#### EXCERPT PROVIDED
>>

A Bird’s-eye view into 4 best national healthcare systems across the world
Governing bodies of nations have specific responsibilities towards its citizens. When people in democracies vote for a certain somebody, they have expectations from them. These expectations vary from fundamental human rights to proper health and education facilities, amongst many others.
Nevertheless, healthcare and ancillary medical facilities have been a top priority for most people when bringing in a new Government. They want better maternal healthcare, benefits for childcare and child support, better facilities for the old and aged, and overall increase in health standards.
While developing countries may see a tiny lag in this aspect, developed nations, on the other hand, have been lauded for world-class healthcare systems.
We do a round-up on the top 4 healthcare systems across the world and list out the best of the best features that are a role model for other countries. And no, the U.S. is not even in the top 10. Read on to know more.
Considered the best healthcare system in the world, Canada finds its place in the top ranks. The system is funded publicly with taxpayers’ money. The best thing about Canada’s extensively efficient healthcare system is that anyone in medical need will be given medical attention and care; despite their ability to pay for it. The healthcare system in Canada is known as ‘Medicare.’
Medical facilities in Canada are universal for all, with no discrimination. With the times and people’s needs, the system has been dynamically changing to serve the citizens. However, dental health and ophthalmological illnesses are not covered under Medicare.

<<

Quote the article on national healthcare systems in full, word for word.

#### INFORMATION SUPPLIED
>>

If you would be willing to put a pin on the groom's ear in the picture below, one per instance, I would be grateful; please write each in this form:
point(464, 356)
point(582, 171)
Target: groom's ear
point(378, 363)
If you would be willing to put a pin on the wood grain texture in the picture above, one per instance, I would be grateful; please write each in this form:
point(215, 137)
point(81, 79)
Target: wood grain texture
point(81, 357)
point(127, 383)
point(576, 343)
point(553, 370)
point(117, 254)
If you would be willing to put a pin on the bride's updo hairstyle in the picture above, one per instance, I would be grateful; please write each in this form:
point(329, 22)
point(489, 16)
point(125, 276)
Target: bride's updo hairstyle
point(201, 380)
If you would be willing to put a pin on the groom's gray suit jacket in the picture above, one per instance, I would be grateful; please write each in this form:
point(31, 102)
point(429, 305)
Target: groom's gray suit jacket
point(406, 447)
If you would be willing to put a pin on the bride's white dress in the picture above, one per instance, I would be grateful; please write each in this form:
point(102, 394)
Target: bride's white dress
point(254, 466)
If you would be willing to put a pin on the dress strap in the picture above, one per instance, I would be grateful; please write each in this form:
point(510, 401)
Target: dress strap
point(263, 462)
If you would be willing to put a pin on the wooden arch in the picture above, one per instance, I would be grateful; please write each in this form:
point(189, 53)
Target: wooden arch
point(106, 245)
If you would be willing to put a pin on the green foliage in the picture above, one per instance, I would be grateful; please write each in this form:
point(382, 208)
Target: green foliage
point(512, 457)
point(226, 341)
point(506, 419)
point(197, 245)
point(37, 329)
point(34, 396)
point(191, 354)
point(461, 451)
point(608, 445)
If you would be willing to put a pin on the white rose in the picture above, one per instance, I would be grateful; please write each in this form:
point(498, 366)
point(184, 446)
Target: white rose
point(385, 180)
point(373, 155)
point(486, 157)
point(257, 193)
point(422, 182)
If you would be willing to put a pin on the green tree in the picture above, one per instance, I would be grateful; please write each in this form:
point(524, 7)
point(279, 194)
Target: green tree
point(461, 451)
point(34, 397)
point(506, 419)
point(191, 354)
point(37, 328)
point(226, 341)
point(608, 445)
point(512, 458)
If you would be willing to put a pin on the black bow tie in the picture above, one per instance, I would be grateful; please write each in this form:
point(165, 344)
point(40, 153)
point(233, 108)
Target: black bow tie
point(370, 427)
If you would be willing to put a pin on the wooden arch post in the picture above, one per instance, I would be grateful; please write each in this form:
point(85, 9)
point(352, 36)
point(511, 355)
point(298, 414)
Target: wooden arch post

<<

#### RESPONSE FOR THIS EXERCISE
A Bird’s-eye view into 4 best national healthcare systems across the world
Governing bodies of nations have specific responsibilities towards its citizens. When people in democracies vote for a certain somebody, they have expectations from them. These expectations vary from fundamental human rights to proper health and education facilities, amongst many others.
Nevertheless, healthcare and ancillary medical facilities have been a top priority for most people when bringing in a new Government. They want better maternal healthcare, benefits for childcare and child support, better facilities for the old and aged, and overall increase in health standards.
While developing countries may see a tiny lag in this aspect, developed nations, on the other hand, have been lauded for world-class healthcare systems.
We do a round-up on the top 4 healthcare systems across the world and list out the best of the best features that are a role model for other countries. And no, the U.S. is not even in the top 10. Read on to know more.
Considered the best healthcare system in the world, Canada finds its place in the top ranks. The system is funded publicly with taxpayers’ money. The best thing about Canada’s extensively efficient healthcare system is that anyone in medical need will be given medical attention and care; despite their ability to pay for it. The healthcare system in Canada is known as ‘Medicare.’
Medical facilities in Canada are universal for all, with no discrimination. With the times and people’s needs, the system has been dynamically changing to serve the citizens. However, dental health and ophthalmological illnesses are not covered under Medicare.